◆ **Exercise brief**
Repeat the records exactly. Every line must match.

◆ **Information given**

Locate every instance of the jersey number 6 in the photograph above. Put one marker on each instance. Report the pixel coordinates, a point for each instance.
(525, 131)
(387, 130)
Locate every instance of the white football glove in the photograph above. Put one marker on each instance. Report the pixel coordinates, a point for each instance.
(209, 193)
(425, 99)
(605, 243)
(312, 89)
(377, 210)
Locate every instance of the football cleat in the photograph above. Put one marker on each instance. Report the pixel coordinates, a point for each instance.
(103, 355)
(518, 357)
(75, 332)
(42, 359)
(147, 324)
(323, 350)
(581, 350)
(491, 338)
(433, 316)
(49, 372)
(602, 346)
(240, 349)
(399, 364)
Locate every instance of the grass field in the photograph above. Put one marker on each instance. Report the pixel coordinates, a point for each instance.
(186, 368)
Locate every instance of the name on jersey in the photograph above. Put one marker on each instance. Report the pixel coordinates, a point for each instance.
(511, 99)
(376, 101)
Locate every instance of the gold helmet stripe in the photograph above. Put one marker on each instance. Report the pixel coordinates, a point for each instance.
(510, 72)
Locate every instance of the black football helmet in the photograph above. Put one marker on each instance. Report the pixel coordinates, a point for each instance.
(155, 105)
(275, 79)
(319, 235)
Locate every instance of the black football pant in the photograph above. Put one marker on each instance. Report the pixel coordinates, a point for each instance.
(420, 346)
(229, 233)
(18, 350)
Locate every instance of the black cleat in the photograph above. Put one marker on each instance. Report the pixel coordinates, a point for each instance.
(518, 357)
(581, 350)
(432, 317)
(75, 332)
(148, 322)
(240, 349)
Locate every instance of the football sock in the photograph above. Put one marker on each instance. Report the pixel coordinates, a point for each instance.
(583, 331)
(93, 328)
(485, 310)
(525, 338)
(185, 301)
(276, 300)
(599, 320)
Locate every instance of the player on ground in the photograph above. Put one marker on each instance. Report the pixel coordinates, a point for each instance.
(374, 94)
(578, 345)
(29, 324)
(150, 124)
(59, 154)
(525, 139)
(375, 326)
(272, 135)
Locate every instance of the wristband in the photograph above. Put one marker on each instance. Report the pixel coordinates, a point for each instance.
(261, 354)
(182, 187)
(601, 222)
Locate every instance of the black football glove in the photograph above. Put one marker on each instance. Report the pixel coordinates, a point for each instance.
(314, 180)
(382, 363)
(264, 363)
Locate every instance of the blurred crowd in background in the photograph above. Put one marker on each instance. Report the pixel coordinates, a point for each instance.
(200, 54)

◆ **The output**
Locate every instance of the jersey number 6 in the photograph above. Put one marker on each instance. Report the pixel coordinates, a point for each instance.
(525, 131)
(387, 130)
Locate every instance of the white football glove in the photograph above. Put one marker on each instance. Report the pixel coordinates, a point for each instance.
(209, 193)
(425, 99)
(605, 243)
(312, 89)
(377, 210)
Locate every instance of the football cleat in the photograph above. Put one marker on each instance. Report the pixel coordinates, a point for each instance.
(103, 355)
(518, 357)
(75, 332)
(42, 359)
(147, 324)
(323, 350)
(581, 350)
(491, 338)
(433, 316)
(49, 372)
(602, 346)
(240, 349)
(399, 364)
Locate every instance of the grass field in the photograph above. Put one marker on each instance. Report the pixel coordinates, a point for each instance.
(186, 368)
Locate every instance of the name on jersey in the photograph above. Put one marker on each instance. Report the pixel coordinates, a point for each instance.
(511, 99)
(376, 101)
Locate every instance of the gold helmet stripe in the photograph above. Put one marker on each instance. Report the pixel coordinates, a point for each instance.
(510, 72)
Locate every instance of the black football helmet in the photograph above. Put one marker on each instance. Report the pixel coordinates, a point for each instance.
(155, 105)
(275, 79)
(319, 235)
Locate every instance of the black football pant in the photograph above. Put one marker on each instance. Report the pixel coordinates, a point for each instance.
(420, 346)
(229, 233)
(18, 350)
Locate every instance of the black cleat in the photograph above. Put one marker on each instance. Report the pixel coordinates, a point for each instance.
(518, 357)
(581, 350)
(432, 317)
(75, 332)
(148, 322)
(240, 349)
Locate every instance of the football sock in the photograph above. Put one marker on each instance. Report the pixel coordinates, a point for each instance.
(583, 331)
(93, 328)
(485, 310)
(525, 338)
(185, 301)
(276, 300)
(599, 320)
Locate every instance of the player on ground in the photograph above. Put one marker on each instance. Report the pixel coordinates, a point for each instance.
(374, 94)
(578, 345)
(29, 324)
(150, 124)
(59, 154)
(525, 139)
(375, 326)
(272, 135)
Locate every instance of the wristband in the photograph above. Put one marker on each instance. Report the pixel coordinates, a point for each instance.
(261, 354)
(182, 187)
(601, 222)
Locate every instance of the black football glove in the photograph above. Put one marker on each instance. Report the pixel coordinates, a point for each instance.
(314, 180)
(382, 363)
(264, 363)
Locate every instance of the blurred crowd in background in the photograph above. Put one marker on each instance. Report the pixel coordinates, a point for each instance.
(200, 54)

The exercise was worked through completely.